Önce çok
şaşırdım. Böyle bir mektubu hiç beklemiyordum. Sonra mektupla beraber hayatın ta
kendisine içten bir lanet okudum. İnsanların başına bu tür acımasız olayları
getirdiği için. En yakın tanıklarından biri de bendim. Şimdi sizi bu
tanıklığıma dâhil edeceğim. İster misiniz? Bilmem. Ama en azından tarihe not
düşmek adına bence yerinde bir karar.
Mektup uzun
zamandır tanıdığım bir arkadaşımdan geliyordu. Muhlis’i ilk tanıdığımda
Şirinevler köprüsünde işporta kitap satarak geçimini sağlayan daha 18 yaşında
bir delikanlıydı. Memleketi Tatvan’dan 14 yaşında yola çıkmış ve soluğu
İstanbul’da almıştı. Ona, “ne tür bir cesaretle tek başına İstanbul’a geldiğini,
kimlerle tanıştığını, nerelerde yaşadığını ve başından neler geçtiğini” hiç
sormadım. Ama uzaktan da hep gıpta ettim. Verdiği mücadele ve başarısı,
İstanbul’a gelip de umutlarını kaybedip geri dönenlere örnek olmalıydı. Onun
sayesinde çevremdeki insanların hayata dair basit serzenişlerine gülüp
geçmesini öğrendim. Zorluk nedir? Farkında bile değillerdi.

> _Yapılacaklar_
Metne göre şu soruları cevaplayın:
1. Anlatıcı Muhlis'i ilk tanıdığında Muhlis geçimini nerede, ne satarak sağlıyordu?
2. Muhlis'in memleketi neresidir?
3. Muhlis memleketinden kaç yaşında yola çıkmıştı?

> _Görsel nokta işaretleme öğeleri_
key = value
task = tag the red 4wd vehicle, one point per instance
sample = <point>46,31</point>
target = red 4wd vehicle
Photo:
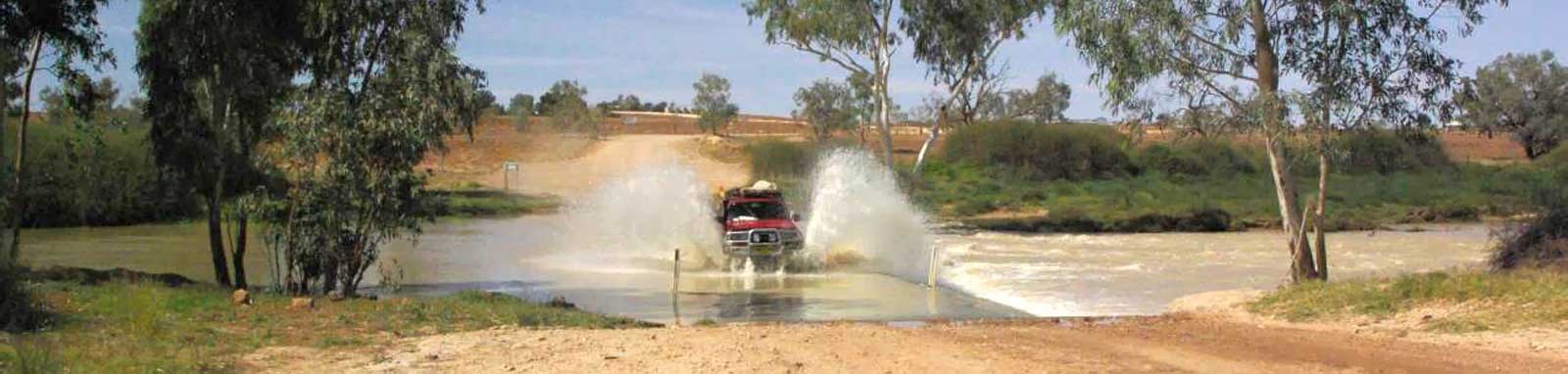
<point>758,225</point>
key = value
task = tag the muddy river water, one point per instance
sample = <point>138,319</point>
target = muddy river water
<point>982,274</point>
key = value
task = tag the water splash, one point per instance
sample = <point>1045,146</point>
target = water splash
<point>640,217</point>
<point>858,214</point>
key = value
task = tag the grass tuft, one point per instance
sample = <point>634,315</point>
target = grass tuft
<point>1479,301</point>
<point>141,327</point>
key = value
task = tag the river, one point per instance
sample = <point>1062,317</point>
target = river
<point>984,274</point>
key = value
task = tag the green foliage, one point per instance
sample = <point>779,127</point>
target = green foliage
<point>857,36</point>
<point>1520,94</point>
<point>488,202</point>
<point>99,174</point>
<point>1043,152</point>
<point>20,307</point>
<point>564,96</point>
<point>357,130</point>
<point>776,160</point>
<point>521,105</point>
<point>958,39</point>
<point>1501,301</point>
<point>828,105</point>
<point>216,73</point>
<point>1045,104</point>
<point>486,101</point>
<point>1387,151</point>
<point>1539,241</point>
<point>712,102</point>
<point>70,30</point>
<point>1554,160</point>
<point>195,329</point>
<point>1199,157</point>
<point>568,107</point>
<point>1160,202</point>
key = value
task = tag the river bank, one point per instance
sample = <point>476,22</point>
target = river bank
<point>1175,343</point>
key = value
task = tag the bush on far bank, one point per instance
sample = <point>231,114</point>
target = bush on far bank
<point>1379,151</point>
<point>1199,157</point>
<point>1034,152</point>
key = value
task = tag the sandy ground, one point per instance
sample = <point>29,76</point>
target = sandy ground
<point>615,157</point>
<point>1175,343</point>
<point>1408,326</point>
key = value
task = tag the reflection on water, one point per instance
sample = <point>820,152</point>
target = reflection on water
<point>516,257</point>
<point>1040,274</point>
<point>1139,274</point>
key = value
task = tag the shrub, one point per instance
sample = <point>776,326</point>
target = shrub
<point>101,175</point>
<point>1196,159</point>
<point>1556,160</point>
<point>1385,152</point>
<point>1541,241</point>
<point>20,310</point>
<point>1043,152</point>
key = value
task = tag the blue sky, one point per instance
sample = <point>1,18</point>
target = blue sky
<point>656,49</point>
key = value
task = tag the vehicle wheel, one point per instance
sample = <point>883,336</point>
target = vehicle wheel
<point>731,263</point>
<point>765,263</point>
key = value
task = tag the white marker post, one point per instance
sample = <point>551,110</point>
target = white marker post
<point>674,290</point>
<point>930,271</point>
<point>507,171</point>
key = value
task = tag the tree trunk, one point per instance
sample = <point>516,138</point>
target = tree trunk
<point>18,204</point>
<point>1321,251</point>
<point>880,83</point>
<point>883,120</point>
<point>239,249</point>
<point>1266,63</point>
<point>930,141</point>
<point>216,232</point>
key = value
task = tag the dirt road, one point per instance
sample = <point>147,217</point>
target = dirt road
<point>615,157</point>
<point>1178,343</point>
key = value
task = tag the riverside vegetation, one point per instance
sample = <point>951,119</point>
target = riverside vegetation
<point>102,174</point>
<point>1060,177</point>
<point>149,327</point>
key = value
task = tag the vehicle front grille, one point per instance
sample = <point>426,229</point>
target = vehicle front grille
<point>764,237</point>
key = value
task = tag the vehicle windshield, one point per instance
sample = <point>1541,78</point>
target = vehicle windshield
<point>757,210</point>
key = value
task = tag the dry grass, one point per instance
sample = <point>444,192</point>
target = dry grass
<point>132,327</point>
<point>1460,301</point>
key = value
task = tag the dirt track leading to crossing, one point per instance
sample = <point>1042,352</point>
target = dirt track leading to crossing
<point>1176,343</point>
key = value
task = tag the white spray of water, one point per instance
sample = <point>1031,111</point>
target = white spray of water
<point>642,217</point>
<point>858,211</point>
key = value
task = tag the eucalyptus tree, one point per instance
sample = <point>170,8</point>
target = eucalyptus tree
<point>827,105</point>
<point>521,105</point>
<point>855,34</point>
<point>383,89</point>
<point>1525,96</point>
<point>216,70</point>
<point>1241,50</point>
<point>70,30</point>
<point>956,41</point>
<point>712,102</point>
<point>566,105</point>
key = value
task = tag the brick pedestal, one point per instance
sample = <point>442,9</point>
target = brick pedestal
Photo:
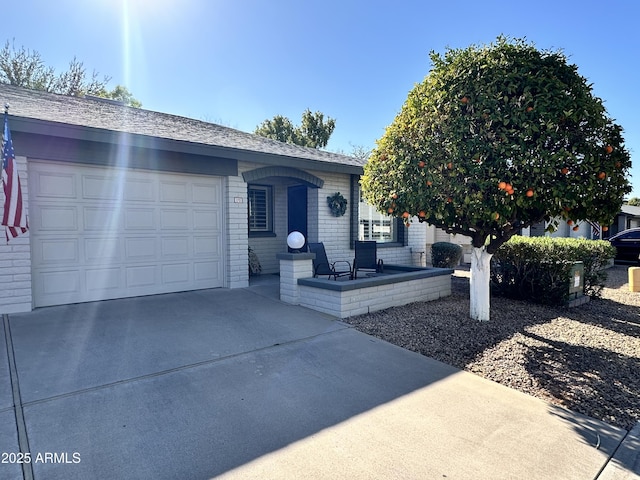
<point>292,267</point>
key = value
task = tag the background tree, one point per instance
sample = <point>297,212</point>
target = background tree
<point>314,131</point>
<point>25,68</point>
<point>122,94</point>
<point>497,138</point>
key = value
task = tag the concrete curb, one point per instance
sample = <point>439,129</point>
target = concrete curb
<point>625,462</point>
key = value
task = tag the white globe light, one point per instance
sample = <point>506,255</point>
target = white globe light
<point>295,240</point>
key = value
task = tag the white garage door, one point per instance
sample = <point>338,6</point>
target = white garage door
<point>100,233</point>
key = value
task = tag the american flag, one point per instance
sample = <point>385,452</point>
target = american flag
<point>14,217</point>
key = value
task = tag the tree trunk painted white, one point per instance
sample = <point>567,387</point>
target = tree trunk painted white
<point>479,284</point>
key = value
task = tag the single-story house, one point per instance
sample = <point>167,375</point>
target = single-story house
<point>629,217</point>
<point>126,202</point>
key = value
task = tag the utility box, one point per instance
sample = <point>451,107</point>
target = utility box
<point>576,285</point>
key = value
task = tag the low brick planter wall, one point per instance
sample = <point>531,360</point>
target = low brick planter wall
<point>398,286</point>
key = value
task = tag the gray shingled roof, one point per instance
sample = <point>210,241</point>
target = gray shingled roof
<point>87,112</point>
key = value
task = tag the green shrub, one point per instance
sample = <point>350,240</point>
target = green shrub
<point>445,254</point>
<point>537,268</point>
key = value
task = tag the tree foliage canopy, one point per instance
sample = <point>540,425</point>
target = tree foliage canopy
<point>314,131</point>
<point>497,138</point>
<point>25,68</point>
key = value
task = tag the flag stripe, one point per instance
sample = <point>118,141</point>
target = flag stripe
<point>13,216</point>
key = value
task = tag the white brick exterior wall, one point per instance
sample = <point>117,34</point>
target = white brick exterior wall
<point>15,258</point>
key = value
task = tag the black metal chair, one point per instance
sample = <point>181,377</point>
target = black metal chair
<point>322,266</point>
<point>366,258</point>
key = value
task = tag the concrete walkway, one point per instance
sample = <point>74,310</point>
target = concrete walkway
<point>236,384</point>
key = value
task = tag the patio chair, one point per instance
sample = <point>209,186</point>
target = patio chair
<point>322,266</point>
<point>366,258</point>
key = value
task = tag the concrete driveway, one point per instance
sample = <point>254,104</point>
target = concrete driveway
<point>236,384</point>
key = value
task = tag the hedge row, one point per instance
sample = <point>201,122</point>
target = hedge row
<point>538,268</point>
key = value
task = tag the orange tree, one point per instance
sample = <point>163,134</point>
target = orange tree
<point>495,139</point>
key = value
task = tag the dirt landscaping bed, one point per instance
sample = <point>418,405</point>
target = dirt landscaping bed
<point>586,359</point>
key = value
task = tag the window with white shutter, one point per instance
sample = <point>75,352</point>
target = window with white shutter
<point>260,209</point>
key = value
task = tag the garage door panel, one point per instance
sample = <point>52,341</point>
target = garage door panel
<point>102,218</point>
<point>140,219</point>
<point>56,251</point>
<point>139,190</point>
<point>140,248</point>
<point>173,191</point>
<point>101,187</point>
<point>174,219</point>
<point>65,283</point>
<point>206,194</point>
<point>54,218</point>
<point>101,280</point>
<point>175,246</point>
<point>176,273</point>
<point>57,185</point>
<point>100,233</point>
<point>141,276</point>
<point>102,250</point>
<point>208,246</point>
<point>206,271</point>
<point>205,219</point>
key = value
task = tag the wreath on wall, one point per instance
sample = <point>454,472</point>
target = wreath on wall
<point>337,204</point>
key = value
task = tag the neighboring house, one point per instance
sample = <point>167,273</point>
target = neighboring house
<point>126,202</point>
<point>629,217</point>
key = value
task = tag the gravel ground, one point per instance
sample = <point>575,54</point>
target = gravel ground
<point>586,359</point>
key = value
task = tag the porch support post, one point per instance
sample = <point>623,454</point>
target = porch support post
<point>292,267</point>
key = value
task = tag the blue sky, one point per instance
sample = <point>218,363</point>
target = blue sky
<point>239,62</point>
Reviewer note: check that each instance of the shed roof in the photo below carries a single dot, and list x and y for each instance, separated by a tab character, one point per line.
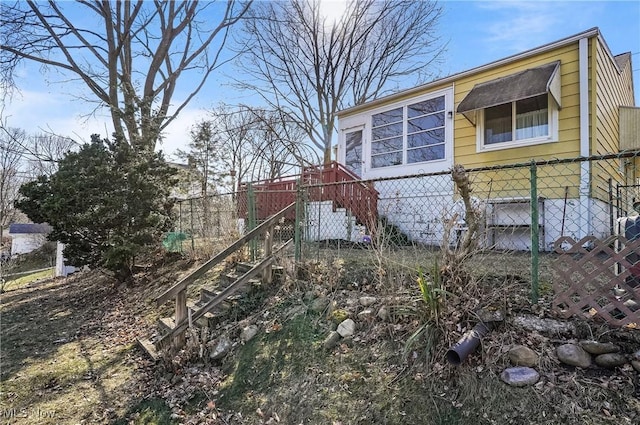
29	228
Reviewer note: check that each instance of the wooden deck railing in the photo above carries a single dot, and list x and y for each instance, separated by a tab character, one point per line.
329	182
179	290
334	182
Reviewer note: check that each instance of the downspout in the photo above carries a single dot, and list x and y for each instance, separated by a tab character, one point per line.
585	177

> _Alıştırmanın Cevabı_
1. Şirinevler köprüsünde işporta kitap satarak.
2. Tatvan.
3. 14 yaşında.